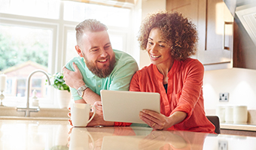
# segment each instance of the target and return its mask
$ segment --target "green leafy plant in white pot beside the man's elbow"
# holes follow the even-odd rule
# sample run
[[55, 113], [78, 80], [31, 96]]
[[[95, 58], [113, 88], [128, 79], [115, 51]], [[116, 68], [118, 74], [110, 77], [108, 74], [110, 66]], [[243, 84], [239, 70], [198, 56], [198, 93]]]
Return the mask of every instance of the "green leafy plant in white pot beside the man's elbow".
[[66, 85], [65, 81], [63, 80], [63, 74], [59, 72], [53, 74], [50, 77], [50, 80], [51, 86], [53, 86], [55, 89], [58, 89], [56, 94], [59, 107], [68, 108], [72, 95], [69, 86]]

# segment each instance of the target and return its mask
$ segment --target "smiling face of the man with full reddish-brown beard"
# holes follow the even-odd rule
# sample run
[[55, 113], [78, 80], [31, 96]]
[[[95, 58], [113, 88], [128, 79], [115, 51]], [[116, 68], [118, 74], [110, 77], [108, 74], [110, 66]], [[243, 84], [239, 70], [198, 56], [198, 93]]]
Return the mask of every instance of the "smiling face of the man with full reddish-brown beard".
[[81, 37], [79, 46], [75, 46], [78, 55], [93, 74], [100, 78], [108, 77], [114, 68], [115, 55], [107, 31], [87, 31]]

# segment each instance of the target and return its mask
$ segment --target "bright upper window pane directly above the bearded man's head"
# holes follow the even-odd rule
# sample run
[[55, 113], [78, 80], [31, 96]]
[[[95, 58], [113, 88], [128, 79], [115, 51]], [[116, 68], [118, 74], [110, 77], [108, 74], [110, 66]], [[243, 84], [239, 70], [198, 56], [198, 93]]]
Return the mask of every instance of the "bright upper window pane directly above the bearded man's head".
[[130, 9], [65, 1], [64, 20], [78, 21], [94, 18], [107, 26], [130, 26]]

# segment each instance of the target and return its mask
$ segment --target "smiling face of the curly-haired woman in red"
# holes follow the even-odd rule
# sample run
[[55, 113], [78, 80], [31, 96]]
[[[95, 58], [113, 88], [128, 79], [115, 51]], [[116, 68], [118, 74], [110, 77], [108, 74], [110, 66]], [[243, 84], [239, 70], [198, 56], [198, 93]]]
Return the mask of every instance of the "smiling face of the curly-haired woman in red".
[[148, 36], [146, 48], [151, 63], [157, 66], [170, 67], [172, 65], [172, 55], [170, 46], [161, 38], [160, 29], [152, 28]]

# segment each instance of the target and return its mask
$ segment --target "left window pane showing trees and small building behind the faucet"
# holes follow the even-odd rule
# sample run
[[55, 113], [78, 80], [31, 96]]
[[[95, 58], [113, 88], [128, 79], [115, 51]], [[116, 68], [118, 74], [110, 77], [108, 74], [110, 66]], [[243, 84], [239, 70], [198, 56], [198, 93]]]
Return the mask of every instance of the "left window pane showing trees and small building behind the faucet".
[[[4, 101], [13, 103], [14, 107], [17, 98], [21, 98], [19, 105], [26, 104], [26, 79], [30, 72], [35, 69], [47, 71], [49, 52], [53, 45], [52, 28], [44, 28], [39, 24], [21, 26], [21, 23], [2, 20], [0, 25], [0, 70], [8, 76]], [[32, 84], [35, 84], [35, 77], [38, 78], [38, 74], [32, 77]], [[38, 98], [47, 98], [47, 93], [41, 95], [42, 91], [46, 91], [45, 86], [36, 90]]]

§ **Activity**
Repeat the data verbatim, excluding all pictures.

§ **Expected answer**
# segment each instance of the target and return its mask
$ segment --target "green leafy plant in white pot beside the man's elbow"
# holes follow the even-odd rule
# sample run
[[55, 113], [78, 80], [31, 96]]
[[[95, 58], [113, 88], [128, 79], [115, 51]], [[116, 68], [118, 74], [110, 77], [108, 74], [110, 66]], [[243, 84], [239, 70], [198, 56], [198, 93]]]
Return the mask of every instance of the "green leafy plant in white pot beside the man's elbow".
[[66, 85], [65, 81], [63, 80], [63, 74], [59, 72], [53, 74], [50, 77], [50, 80], [51, 86], [53, 86], [55, 89], [58, 89], [56, 94], [59, 107], [68, 108], [72, 95], [69, 86]]

# segment each instance of the target and return its mask
$ segment --target "smiling face of the man with full reddish-brown beard"
# holes follow the even-odd rule
# sample run
[[55, 113], [78, 80], [31, 96]]
[[[95, 58], [113, 88], [128, 79], [115, 51]], [[116, 68], [118, 74], [110, 77], [108, 74], [110, 66]], [[243, 84], [239, 70], [198, 56], [198, 93]]]
Return the mask of every instance of the "smiling face of the man with full reddish-brown beard".
[[81, 37], [79, 46], [75, 46], [78, 55], [93, 74], [100, 78], [108, 77], [114, 68], [115, 55], [107, 31], [87, 31]]

# segment each instance of the target and return its mask
$ segment --target "bright upper window pane directly above the bearded man's head"
# holes follow the even-odd rule
# sample run
[[55, 113], [78, 80], [31, 96]]
[[[95, 58], [113, 88], [128, 79], [115, 51]], [[116, 68], [118, 74], [110, 77], [108, 74], [110, 66]], [[243, 84], [239, 70], [198, 56], [198, 93]]]
Return the mask of every instance of the "bright upper window pane directly above the bearded man's head".
[[130, 9], [65, 1], [64, 20], [78, 21], [94, 18], [107, 26], [130, 26]]

# segment each instance of the target and return its mask
$ segment --target "smiling face of the curly-haired woman in red"
# holes follow the even-odd rule
# sample run
[[55, 113], [78, 80], [31, 96]]
[[[95, 58], [113, 88], [128, 79], [115, 51]], [[116, 68], [118, 74], [110, 77], [108, 74], [110, 66]], [[243, 84], [239, 70], [198, 56], [198, 93]]]
Return the mask of every instance of the "smiling face of the curly-haired woman in red".
[[148, 36], [146, 48], [151, 63], [157, 66], [170, 67], [172, 65], [172, 55], [170, 46], [161, 38], [160, 29], [152, 28]]

# segment each instance of the target and return its mask
$ segment --target "left window pane showing trees and small building behind the faucet"
# holes follow the even-odd rule
# sample run
[[55, 113], [78, 80], [31, 96]]
[[[95, 58], [113, 88], [128, 79], [115, 51]], [[116, 68], [118, 74], [110, 77], [108, 74], [110, 66]], [[243, 84], [239, 70], [198, 56], [198, 93]]]
Return the mask of every instance of the "left window pane showing trees and small building behind the faucet".
[[[4, 101], [13, 103], [14, 107], [17, 98], [21, 98], [19, 105], [26, 104], [26, 79], [30, 72], [35, 69], [47, 71], [49, 52], [53, 45], [52, 28], [44, 28], [39, 24], [21, 26], [21, 23], [2, 20], [0, 25], [0, 70], [8, 76]], [[32, 84], [35, 84], [35, 77], [38, 78], [38, 74], [32, 77]], [[38, 98], [47, 98], [47, 93], [41, 95], [42, 91], [46, 91], [45, 86], [36, 90]]]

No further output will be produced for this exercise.